Document section:
====
Well right now, I feel way better than I did last night. My stomach and head hurts but it's good compared to before. My mom says she thinks I have the flu. I'm not sure if I'll be in school tomorrow and I might have to miss Inside MSU on Wednesday. That would suck. I want to go to that really bad.

Ok... I'm so bored and tired. I wish I could hang out with someone or do something. Of course writing in this journal and just staying on the computer is keeping my mind off the pain a bit. Thats good. It just sucks feeling like this. I just want to get better. Thats all.

Alright, so this entry was just about me being sick, how fun!!

I'm done
Comments: Read 2 orAdd Your Own.

Friday, March 4th, 2005

Subject:THe harder I keep running, the more you waste my time...
Time:11:25 pm.
Mood: cold.
Let's see, I'm sitting here in my basement, freezing my butt off, and kicking butt at bejeweled 2.
Today was alright. Last night I tried to convince my mom to let me stay home, but no. Darn! NHS, boring and my stomach hurt cause I was hungry. In first hour we are starting to sew, but they are pin cushins. I am so bored in that class. I can't wait to get to the harder sewing projects. Ummm... band was interesting because of Gattine. Wow what he told us he gave up for lent made me laugh so hard. Just thinking about it makes me laugh. HAHA!! I gave Aaronn his book (which he liked) and we played our festival music. After lunch I had the worst headache so I came home and slept. It was very nice.
Ben came over and we watched Donnie Darko. That movie is so strange. The bunny was the weirdest part. Some of the parts that he showed up in made me jump, just because he was so creepy looking. But Ben had to leave early for hockey. Go figure they didn't play cause there was a tournament at skateplex. Darn, we could have finished the movie together!!!!

Anyways, my friend Red called me, and he is one of the very few people I can talk to for more then 5 minutes on the phone. It was nice talking to him though. I guess I'm supposed to call him Sunday so him, Julia and me can go to the movies. I guess I have to call him or else he's gonna come over her and punch me in the face (his words exactly). That'll be fun (the movie not the punch in the face).

This weekend seems like its gonna be so busy. Band Festival tomorrow, gotta be at the school at 12?? Then my mom is gonna take me to JoAnn's so I can buy some Simplicity patterns (only $.99) YAY! That means I'm gonna be looking for patterns to put together my prom dress. Then I gotta look at fabric. I'm thinking blue/turquoise cause it will make my eyes stand out. But thats it as to prom. It is only March. But who says a head start isn't a good thing. Anyways, mom's taking us girls shopping for shoes and pants and such also. Plus Jess will be home so she'll be shopping with us. Awesome.

Well my head hurts and this is getting long. And I'm pretty sure Ben is the only one who reads this so next time I might just address him directly in it. Whatever...

I'm done now
Comments: Read 3 orAdd Your Own.

Tuesday, March 1st, 2005

Subject:Hmmm...
Time:10:03 pm.
Mood: exhausted.
I was just looking at my last entry. I haven't updated in about a month. I've come to realize that I get into something really quick then just as fast, I just stop doing it. lol Oh well!
====
Extracted records:
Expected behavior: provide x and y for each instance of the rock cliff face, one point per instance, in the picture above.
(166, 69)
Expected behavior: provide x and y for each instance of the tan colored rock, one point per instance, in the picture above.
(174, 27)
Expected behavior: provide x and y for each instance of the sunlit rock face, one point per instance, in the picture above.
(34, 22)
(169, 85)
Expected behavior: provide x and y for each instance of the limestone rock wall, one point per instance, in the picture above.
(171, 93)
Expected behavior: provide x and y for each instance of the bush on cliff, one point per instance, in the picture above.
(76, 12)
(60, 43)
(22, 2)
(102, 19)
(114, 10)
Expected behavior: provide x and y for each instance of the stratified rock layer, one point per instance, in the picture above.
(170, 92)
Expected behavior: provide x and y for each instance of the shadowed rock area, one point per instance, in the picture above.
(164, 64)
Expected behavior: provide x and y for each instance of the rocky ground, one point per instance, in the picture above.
====
Goals:
• 1. Duplicate the journal entries between "This weekend seems" and "Time:10:03 pm.", inclusive.
• 2. In the journal entries, which movie did Ben come over to watch?
• 3. Carry the journal entries forward from the point where they stop.

Answers given:
• 1.
This weekend seems like its gonna be so busy. Band Festival tomorrow, gotta be at the school at 12?? Then my mom is gonna take me to JoAnn's so I can buy some Simplicity patterns (only $.99) YAY! That means I'm gonna be looking for patterns to put together my prom dress. Then I gotta look at fabric. I'm thinking blue/turquoise cause it will make my eyes stand out. But thats it as to prom. It is only March. But who says a head start isn't a good thing. Anyways, mom's taking us girls shopping for shoes and pants and such also. Plus Jess will be home so she'll be shopping with us. Awesome.

Well my head hurts and this is getting long. And I'm pretty sure Ben is the only one who reads this so next time I might just address him directly in it. Whatever...

I'm done now
Comments: Read 3 orAdd Your Own.

Tuesday, March 1st, 2005

Subject:Hmmm...
Time:10:03 pm.

• 2. Donnie Darko.

• 3.
The only thing I can really think about right now is the fact that I CAN'T wait to get out of high school. I'm scared of course cause college is gonna be different and I'll be pretty much on my own, but I have just been so uneasy at school and even at home. It's weird. the only time I feel comfortable or relaxed is when I'm up in my room listening to music or hanging out over Ben's house or even just being lazy hanging out with friends. I think I have senioritous really bad.
I know for a fact that I will get homesick but I need a change, something new, something... different. Make sense???

Ok now that I have vented a bit, let's move on. Actually I don't know what else to write. That's the main reason I don't write in this thing anymore. I don't ever want to write anything in it.

Whatever, I'm done!
Comments: Read 2 orAdd Your Own.

Wednesday, February 2nd, 2005

Subject:Wow, is she really updating????
Time:9:38 pm.
Mood: tired.
I thought it was about time to update. I'm tired and I should probably go to bed soon, but it's only about 9:45 so my mentality is that I can't. But today seemed so long, I think it wore me out. School was long, as usual, but I did accomplish something! I got Melissa a date for Cinderella! Go me. lol I convinced Jeremy to go with her. But now he has to sing her Gravity any time she wants. That's funny. So I guess that means I am for sure going. Now all I gotta do is make my dress. But that won't be too hard. I just hope it turns out alright. I'll get my mom to help me.

I also had to go to the NHS inductions ceremony tonight. It actually wasn't as bad as I thought it would be. I got to wear the cute skirt I made, and if I do say so myself, I looked pretty darn good in it!! lol But it was nice, I got to hang out with people and I had fun. But it wore me out, walking around in those heels all night!! WOW at least mine weren't as bad as Melissa's lol

So you want an update on my life??? Well, we're in a new semester and I've got some decent classes. I have a sewing class (YAY) and I'm excited for upcoming projects. I have a feeling I'm gonna like that class very much.
I'm also a student aide for Mrs. Doster, and surprisingly, I like helping her out. She always has something for me to do. It's not so bad though.

What else, oh yes. Lots of hanging out with people, and hockey games. FUN!! Lots of sewing too. Pajamas, skirts, dresses, I'm on a roll!!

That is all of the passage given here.